• [Text excerpt]:
-=-=-

It looks manic but if you see the blue lightning you are off to the next stage!

The boss “Beamtron” enters the arena and once more I am whisked back to being a child and the first time I met the sentinel at the end of the first level of Xenon.  What was going to happen next? how was the boss going to move? where did I not want to be standing? what is the shooting pattern going to be? and more importantly where are the weak spots!  Without any hesitation purple skulls came from the mouth of Beamtron and cast out across the arena in 360 degrees.  As this is happening a laser beam is slowly rotating counter clockwise, destroying everything in its path, there is no choice to stay put in this game, you must run and gun and do it all the while remembering the famous mantra from Dodgeball “dodge, dip, dive, duck and dodge.”  As I put rounds and rounds into Beamtron as well as massive well timed hits from my secondary weapon, the smart bomb, the fight becomes more and more tense as the boss introduces more lasers into the mix.  I’m still not sure how I survived it, but I’m proud to say that I defeated Beamtron…and not a soul was present in my house to witness my greatness.  Thank-you Sony for video capture!!

Heart racing but feeling great I decide to quit out for a moment and get my breath back.  If Nex Machina was this fun single player, just imagine how great/frustrating co-op would be!  Taking a look at the “Feats” option reveals the in-game accolades that you can aim towards, several of which had appeared during my gameplay for example I had managed to defeat 10 enemy with one sword swipe.  Overall scores can be displayed to view across platforms which is a nice touch if you have a friend on PC and want to be competitive.


Nex Machina oozes the concept but far better graphics of the older arcade genre which makes it very fun and fast paced.  The world landscapes are beautifully rendered with crisp bright colours that give a real sense of depth and destruction.  Humans to rescue, collectables and deploying enemy are colour coded so that you can easily see what is happening and this helps to quickly make your movement decisions.  There isn’t any lag during the constant action when it is all kicking off and I really enjoyed the way that a grid rippled through the ground beneath you at times, almost matrix like.  The levels are well designed, make sure to look for destructible scenery as you may find a secret or two!

-=-=-

• [Set of tasks]:
#1 According to the Nex Machina review, what comes out of Beamtron's mouth at the start of the fight?
#2 Carry on the Nex Machina review from its final sentence.

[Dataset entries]
-=-=-

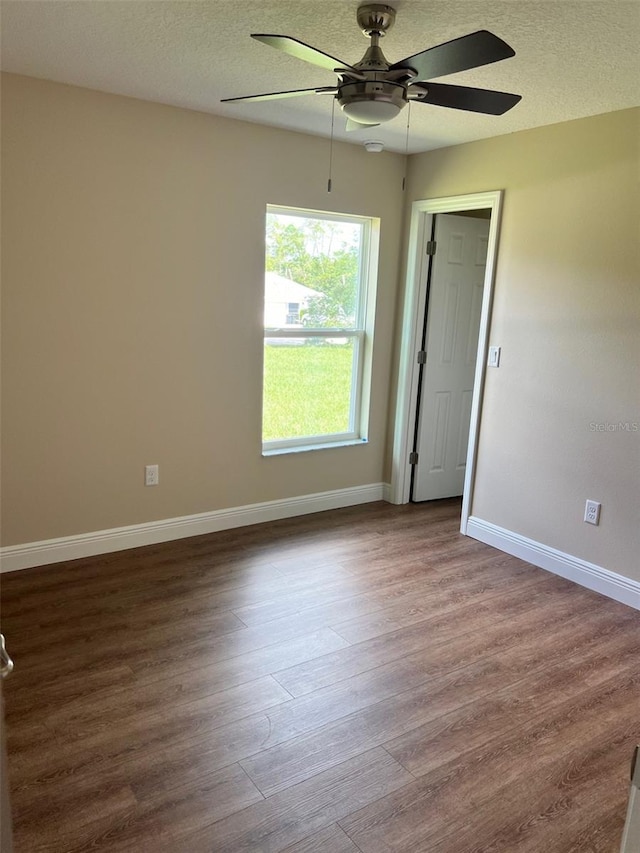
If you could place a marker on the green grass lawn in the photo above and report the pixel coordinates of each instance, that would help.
(307, 390)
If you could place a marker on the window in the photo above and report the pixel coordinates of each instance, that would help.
(318, 328)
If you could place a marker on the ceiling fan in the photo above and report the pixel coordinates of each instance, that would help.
(373, 90)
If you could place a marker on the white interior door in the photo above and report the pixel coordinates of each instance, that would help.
(451, 342)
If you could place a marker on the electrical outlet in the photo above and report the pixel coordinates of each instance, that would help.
(592, 512)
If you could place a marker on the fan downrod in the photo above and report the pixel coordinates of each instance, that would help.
(375, 18)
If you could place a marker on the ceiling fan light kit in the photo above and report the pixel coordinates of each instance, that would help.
(373, 91)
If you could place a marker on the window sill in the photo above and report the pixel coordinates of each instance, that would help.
(304, 448)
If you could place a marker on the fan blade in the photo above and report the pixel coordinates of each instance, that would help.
(461, 54)
(463, 98)
(302, 51)
(356, 125)
(272, 96)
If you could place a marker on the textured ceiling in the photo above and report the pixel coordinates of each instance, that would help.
(574, 58)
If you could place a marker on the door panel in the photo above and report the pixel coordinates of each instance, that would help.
(452, 327)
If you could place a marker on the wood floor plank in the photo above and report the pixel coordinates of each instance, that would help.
(442, 643)
(330, 840)
(280, 821)
(429, 815)
(391, 685)
(275, 768)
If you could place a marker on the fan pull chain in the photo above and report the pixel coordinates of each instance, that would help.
(333, 113)
(406, 147)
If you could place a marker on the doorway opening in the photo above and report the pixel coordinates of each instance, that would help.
(444, 347)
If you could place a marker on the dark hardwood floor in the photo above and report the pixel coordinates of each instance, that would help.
(364, 679)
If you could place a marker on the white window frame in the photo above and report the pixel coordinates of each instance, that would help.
(361, 335)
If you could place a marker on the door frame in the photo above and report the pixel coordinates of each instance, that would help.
(422, 213)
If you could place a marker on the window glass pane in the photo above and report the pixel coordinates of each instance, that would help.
(307, 387)
(316, 264)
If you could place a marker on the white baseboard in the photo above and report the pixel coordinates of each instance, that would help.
(574, 569)
(48, 551)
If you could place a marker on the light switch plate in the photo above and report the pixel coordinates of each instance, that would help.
(494, 357)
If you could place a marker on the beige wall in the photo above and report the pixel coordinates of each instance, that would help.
(132, 272)
(132, 238)
(567, 316)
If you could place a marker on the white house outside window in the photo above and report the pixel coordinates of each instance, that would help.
(318, 328)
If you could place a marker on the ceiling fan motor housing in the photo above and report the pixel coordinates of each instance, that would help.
(372, 101)
(375, 18)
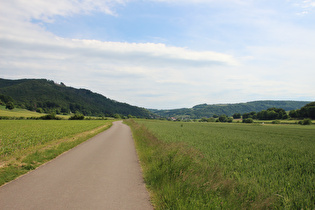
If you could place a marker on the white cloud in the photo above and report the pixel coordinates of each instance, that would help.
(148, 74)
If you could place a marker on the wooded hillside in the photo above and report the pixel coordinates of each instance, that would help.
(45, 96)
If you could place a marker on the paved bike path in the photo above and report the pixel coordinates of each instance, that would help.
(101, 173)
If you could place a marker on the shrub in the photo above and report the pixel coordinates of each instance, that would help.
(77, 116)
(276, 122)
(305, 122)
(248, 120)
(51, 116)
(223, 118)
(9, 105)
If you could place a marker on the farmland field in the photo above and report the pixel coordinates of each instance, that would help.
(26, 144)
(274, 164)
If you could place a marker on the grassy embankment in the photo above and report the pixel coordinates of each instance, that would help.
(23, 113)
(26, 144)
(228, 166)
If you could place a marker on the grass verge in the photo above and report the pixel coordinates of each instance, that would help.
(179, 177)
(21, 162)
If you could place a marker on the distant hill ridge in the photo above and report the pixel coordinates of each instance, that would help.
(34, 94)
(205, 110)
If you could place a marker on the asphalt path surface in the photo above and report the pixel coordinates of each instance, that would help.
(101, 173)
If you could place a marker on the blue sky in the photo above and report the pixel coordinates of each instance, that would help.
(164, 54)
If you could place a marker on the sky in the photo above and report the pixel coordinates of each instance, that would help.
(164, 54)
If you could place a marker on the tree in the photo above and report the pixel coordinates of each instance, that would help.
(9, 105)
(223, 118)
(237, 115)
(77, 116)
(248, 120)
(307, 111)
(294, 114)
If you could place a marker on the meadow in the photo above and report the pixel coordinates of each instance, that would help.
(221, 165)
(26, 144)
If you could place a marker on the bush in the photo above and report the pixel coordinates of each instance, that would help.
(51, 116)
(248, 120)
(276, 122)
(223, 118)
(305, 122)
(9, 105)
(77, 116)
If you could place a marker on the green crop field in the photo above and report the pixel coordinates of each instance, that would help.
(264, 166)
(18, 112)
(26, 144)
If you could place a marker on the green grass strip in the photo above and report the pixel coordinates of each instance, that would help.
(42, 154)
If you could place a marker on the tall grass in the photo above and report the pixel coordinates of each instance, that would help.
(255, 166)
(26, 144)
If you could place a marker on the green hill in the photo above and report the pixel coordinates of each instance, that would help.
(46, 95)
(205, 110)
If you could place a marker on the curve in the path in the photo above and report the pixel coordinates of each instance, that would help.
(101, 173)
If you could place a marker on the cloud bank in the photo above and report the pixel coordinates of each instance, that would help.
(152, 75)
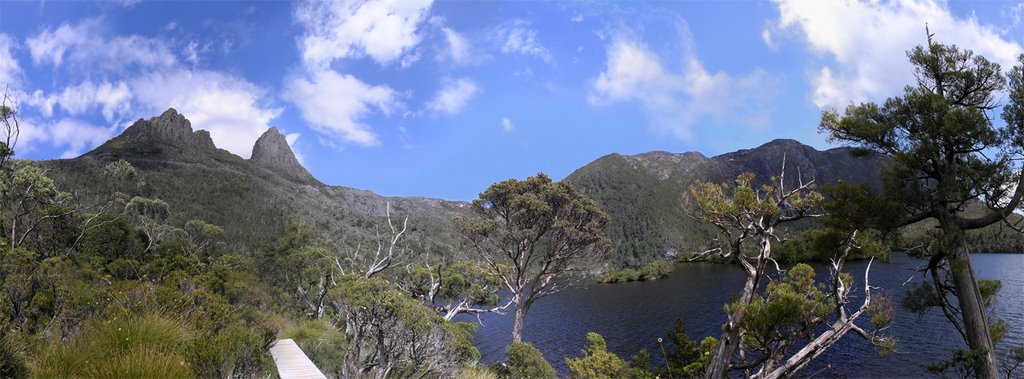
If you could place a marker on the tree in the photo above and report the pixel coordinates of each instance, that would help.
(794, 307)
(464, 287)
(947, 154)
(597, 363)
(532, 234)
(524, 361)
(148, 215)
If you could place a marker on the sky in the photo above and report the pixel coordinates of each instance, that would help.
(440, 99)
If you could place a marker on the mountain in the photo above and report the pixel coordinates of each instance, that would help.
(251, 199)
(644, 193)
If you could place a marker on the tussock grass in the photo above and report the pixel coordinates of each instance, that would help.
(148, 346)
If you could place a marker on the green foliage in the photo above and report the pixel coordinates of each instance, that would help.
(387, 329)
(963, 364)
(821, 245)
(787, 309)
(524, 361)
(544, 232)
(153, 346)
(654, 269)
(597, 362)
(684, 358)
(12, 358)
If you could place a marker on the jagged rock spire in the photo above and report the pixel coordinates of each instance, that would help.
(170, 127)
(271, 151)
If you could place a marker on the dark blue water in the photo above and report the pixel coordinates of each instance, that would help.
(633, 316)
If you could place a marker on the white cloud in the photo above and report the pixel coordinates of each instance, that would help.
(337, 103)
(230, 108)
(676, 100)
(458, 46)
(85, 45)
(77, 135)
(382, 30)
(866, 42)
(454, 96)
(518, 38)
(9, 70)
(113, 99)
(192, 52)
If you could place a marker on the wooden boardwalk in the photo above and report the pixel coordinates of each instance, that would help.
(292, 363)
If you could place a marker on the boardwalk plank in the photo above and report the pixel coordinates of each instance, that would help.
(292, 363)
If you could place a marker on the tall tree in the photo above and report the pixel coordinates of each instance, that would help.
(947, 154)
(761, 330)
(535, 235)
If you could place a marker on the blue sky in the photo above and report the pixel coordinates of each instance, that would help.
(440, 99)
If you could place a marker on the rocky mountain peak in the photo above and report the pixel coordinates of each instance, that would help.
(170, 127)
(271, 152)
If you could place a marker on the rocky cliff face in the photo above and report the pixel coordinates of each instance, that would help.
(171, 128)
(644, 194)
(271, 152)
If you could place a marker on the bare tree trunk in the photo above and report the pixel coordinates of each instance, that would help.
(719, 366)
(520, 314)
(973, 309)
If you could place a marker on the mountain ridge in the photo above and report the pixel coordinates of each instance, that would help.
(644, 193)
(254, 199)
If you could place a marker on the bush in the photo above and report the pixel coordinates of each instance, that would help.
(151, 346)
(597, 362)
(524, 361)
(12, 358)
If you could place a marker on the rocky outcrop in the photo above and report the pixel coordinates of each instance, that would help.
(271, 152)
(170, 128)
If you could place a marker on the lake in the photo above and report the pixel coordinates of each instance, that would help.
(633, 316)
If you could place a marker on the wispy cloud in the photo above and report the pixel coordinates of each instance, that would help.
(86, 46)
(10, 71)
(517, 37)
(336, 104)
(382, 30)
(677, 100)
(454, 96)
(865, 43)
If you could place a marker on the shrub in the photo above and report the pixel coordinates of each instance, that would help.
(597, 363)
(524, 361)
(150, 346)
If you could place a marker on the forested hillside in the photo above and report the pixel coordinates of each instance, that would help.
(644, 194)
(252, 199)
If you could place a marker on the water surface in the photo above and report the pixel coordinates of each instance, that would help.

-=-=-

• [Answer list]:
#1 Purple skulls, cast out across the arena in 360 degrees.

#2
Robot regretted going for the Chicken Phal…


The soundtrack by Ari Pulkkinen and Tuomas Nikkinen is pumping from the start and just watching the rotation of the static home screen into demo gameplay entices you, just like a coin-op arcade, over to play.  20 tracks feature on the game, each designed for the various worlds and boss battles that you will undertake.  I really like electronic dance music in a fast paced game like this, I swear it heightens your reactions!  Feel free to listen to the soundtrack on spotify here.

During gameplay a female voice comes across on the PS4 controller to update you with what weapon you have just picked up and if a human has been killed, all very handy when you’re knees deep in robot bits!


Nex Machina can be completed in a few hours if you put your foot down however the various accolades and rewards require specific tasks to be completed in order for them to be achieved such as rescue every human, or in contrast, don’t rescue any human.  The ability to play various arenas and worlds allow you to see how you rank with the rest of the global population both on PS4 and PC in terms of score and length of time survived for.  If you are very competitive then there is a huge amount of replayability here.

I am hoping that in the future new DLC is released to expand on the already awesome levels as the amount of stages may be the only negative that I can find.  Having said that Nex Machina is an amazing game as it is a real blast from the past in terms of fast paced action, difficulty and excitement. I seriously can’t wait to see my childrens’ reaction when they have a play on this as for them this is a type of arcade game that they haven’t really experienced yet, and I may actually have a chance of looking good for once! I award Nex Machina the Thumb Culture Gold Award.

Disclaimer: A code was received in order to write this review.